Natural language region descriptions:

◇ ◇ ◇ ◇

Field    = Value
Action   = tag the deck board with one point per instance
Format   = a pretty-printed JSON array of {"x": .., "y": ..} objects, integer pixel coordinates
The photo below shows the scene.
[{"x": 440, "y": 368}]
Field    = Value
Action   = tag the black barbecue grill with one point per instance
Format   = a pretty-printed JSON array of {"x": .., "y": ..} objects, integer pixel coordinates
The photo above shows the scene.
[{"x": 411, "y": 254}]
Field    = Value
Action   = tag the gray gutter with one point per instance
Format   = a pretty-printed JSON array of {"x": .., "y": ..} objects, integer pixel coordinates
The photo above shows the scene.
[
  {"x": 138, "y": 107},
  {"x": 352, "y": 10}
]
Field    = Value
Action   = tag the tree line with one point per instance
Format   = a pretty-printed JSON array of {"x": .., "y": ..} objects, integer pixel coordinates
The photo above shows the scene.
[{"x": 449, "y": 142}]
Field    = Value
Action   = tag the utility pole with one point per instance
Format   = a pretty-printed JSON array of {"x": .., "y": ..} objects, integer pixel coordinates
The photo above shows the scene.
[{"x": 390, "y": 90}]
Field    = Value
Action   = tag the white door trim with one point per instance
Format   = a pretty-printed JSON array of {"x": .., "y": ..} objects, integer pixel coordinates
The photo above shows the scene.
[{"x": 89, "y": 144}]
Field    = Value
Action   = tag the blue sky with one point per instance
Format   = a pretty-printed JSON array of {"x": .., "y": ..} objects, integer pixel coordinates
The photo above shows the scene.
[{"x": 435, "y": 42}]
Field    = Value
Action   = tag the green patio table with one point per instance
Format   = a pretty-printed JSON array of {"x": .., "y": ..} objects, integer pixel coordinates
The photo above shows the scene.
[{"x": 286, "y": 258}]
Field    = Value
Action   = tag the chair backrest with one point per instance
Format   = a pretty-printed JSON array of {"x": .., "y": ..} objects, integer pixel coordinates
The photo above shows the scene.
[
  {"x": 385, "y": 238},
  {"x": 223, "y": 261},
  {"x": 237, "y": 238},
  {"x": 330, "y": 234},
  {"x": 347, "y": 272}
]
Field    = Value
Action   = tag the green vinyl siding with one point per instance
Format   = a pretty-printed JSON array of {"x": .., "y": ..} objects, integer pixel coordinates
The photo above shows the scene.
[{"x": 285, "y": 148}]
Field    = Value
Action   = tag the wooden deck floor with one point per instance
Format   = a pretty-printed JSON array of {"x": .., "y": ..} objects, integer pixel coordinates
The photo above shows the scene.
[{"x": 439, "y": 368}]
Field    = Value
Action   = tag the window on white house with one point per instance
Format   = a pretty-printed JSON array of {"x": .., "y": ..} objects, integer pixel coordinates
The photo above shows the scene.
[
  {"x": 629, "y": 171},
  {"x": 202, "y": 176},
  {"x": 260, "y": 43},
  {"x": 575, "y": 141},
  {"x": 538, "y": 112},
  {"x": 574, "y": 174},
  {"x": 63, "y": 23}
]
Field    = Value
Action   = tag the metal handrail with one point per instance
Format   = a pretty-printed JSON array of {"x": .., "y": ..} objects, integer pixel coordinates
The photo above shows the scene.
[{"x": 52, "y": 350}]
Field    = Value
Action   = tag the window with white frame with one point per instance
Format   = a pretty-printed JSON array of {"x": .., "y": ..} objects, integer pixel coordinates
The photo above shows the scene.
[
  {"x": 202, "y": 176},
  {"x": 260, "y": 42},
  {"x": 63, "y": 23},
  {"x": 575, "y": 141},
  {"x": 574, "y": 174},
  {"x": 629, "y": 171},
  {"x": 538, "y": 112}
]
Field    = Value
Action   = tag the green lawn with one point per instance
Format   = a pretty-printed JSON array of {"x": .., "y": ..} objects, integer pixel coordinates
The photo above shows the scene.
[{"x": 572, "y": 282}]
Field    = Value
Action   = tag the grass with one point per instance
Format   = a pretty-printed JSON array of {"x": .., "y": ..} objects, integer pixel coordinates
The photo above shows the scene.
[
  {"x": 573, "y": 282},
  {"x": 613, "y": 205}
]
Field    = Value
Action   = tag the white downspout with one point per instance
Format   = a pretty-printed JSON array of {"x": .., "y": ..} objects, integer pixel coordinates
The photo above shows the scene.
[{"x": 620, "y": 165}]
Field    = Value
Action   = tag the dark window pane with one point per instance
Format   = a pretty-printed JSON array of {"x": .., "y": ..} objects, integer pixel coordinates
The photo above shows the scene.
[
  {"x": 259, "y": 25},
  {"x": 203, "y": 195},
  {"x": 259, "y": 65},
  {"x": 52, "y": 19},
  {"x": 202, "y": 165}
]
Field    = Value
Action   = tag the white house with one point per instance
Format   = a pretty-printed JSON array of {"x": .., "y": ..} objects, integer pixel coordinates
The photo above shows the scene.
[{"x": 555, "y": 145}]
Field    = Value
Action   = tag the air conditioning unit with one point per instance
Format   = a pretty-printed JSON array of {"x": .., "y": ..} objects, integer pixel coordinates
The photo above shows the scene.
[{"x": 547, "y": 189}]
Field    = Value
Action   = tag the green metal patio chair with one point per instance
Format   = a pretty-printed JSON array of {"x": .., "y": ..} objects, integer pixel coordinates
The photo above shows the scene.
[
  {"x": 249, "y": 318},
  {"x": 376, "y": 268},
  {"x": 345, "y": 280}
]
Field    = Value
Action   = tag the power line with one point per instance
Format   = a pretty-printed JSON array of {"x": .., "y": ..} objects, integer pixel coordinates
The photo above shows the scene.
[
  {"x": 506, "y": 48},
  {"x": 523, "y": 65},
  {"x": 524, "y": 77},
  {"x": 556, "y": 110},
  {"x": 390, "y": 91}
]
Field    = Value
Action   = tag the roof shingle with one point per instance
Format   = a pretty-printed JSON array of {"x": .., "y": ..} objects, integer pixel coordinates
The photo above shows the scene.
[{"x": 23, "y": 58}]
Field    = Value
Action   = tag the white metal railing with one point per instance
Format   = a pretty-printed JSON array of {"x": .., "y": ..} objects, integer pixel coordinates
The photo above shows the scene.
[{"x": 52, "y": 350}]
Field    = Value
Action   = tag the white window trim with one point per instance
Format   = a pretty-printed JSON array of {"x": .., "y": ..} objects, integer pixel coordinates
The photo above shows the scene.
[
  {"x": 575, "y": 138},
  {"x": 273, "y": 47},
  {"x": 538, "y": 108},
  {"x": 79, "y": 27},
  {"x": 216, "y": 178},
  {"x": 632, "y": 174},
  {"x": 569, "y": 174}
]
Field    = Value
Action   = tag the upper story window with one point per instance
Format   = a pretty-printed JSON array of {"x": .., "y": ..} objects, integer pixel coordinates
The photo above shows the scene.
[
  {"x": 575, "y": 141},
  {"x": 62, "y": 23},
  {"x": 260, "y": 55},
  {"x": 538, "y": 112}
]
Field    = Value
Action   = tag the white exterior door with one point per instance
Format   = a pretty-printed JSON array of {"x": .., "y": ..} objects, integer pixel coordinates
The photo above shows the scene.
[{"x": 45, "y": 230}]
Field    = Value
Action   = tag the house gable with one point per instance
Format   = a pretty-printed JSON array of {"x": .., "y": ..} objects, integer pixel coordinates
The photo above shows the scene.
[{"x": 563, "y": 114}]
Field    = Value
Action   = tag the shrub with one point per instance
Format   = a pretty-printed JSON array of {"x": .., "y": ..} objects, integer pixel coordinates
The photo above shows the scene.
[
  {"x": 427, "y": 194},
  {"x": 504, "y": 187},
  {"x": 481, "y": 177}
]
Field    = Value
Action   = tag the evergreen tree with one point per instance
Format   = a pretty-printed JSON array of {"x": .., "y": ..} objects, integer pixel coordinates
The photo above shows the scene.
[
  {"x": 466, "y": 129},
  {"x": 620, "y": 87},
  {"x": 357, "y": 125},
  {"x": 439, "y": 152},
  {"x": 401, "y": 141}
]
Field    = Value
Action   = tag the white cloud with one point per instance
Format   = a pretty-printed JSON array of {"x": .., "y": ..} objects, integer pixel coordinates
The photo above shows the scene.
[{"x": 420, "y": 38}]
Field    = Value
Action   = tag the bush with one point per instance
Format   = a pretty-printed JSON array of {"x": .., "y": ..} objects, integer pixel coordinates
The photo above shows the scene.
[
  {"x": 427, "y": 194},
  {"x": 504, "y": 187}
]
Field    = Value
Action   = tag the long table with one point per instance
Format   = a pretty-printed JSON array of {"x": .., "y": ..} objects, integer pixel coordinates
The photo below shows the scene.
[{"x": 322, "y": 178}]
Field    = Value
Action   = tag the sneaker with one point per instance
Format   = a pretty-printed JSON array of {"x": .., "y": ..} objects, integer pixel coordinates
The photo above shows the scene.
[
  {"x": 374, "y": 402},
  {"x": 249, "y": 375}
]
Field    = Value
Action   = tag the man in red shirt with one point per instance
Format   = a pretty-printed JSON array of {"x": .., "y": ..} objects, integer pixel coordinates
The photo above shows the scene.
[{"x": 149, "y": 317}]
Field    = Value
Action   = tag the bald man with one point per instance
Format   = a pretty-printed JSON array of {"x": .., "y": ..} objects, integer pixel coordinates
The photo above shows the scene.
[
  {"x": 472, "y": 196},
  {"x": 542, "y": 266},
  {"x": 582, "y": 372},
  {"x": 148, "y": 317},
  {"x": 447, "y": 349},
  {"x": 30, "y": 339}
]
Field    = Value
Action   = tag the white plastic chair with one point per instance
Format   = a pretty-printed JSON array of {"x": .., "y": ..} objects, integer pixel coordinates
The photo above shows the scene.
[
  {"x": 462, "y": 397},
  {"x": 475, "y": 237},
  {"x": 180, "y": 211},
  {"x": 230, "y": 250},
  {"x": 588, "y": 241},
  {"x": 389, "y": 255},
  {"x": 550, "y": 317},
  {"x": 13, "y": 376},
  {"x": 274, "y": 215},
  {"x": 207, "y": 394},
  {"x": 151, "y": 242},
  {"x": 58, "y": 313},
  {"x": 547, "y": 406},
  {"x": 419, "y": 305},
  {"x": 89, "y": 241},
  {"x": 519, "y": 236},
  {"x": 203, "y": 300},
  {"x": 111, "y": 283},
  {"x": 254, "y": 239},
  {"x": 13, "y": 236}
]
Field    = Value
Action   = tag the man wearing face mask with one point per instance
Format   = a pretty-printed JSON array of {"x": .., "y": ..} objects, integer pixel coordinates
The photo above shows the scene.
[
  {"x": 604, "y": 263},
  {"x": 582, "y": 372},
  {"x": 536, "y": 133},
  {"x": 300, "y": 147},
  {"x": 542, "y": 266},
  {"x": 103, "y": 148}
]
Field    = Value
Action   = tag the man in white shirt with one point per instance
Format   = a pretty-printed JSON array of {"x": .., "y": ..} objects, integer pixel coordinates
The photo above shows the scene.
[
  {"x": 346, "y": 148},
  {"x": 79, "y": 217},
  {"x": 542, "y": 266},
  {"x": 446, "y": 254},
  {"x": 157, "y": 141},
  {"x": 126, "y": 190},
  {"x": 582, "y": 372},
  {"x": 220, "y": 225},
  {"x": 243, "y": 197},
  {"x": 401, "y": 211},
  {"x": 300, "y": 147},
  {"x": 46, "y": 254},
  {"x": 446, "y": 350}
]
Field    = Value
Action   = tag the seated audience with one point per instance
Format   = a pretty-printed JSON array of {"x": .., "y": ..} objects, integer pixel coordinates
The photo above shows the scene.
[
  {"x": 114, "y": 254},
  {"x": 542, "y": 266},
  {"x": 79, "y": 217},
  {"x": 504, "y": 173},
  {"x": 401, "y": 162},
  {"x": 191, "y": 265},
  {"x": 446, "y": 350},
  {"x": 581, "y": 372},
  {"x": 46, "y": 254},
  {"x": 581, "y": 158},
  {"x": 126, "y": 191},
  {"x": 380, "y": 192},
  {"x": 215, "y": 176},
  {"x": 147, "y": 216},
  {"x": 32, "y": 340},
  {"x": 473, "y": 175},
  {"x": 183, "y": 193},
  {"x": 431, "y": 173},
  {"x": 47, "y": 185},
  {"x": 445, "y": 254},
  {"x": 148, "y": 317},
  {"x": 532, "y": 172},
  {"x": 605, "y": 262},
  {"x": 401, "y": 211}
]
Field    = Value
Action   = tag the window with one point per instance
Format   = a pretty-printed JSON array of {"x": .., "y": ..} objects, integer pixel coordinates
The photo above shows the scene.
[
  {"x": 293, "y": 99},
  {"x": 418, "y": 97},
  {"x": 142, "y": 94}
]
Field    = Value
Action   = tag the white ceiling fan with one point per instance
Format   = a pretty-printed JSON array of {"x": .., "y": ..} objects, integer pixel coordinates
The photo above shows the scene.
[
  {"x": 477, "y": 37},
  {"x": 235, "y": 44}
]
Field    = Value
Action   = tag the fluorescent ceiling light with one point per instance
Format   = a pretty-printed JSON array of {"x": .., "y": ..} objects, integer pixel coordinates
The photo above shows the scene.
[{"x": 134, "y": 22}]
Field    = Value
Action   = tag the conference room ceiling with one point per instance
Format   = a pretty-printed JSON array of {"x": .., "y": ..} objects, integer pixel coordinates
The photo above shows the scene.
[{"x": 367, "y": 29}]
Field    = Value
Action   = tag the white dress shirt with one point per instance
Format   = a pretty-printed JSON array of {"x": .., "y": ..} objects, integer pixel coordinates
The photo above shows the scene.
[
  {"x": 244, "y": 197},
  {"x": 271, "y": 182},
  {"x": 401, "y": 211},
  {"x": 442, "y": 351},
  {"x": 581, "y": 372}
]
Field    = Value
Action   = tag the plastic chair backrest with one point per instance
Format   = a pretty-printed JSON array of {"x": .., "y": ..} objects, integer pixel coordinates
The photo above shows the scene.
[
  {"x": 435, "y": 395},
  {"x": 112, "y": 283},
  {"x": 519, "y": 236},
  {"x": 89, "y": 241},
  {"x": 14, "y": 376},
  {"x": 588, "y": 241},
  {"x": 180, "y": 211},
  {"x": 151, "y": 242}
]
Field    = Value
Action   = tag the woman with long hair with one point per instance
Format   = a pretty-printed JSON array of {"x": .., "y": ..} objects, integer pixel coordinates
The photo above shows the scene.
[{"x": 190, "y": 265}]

◇ ◇ ◇ ◇

TRY IT:
Whenever a line of the data includes "backrest", copy that line.

TASK RESPONSE:
Action   = tag the chair backrest with one point per instance
Action   = tag the plastic chair backrest with one point per instance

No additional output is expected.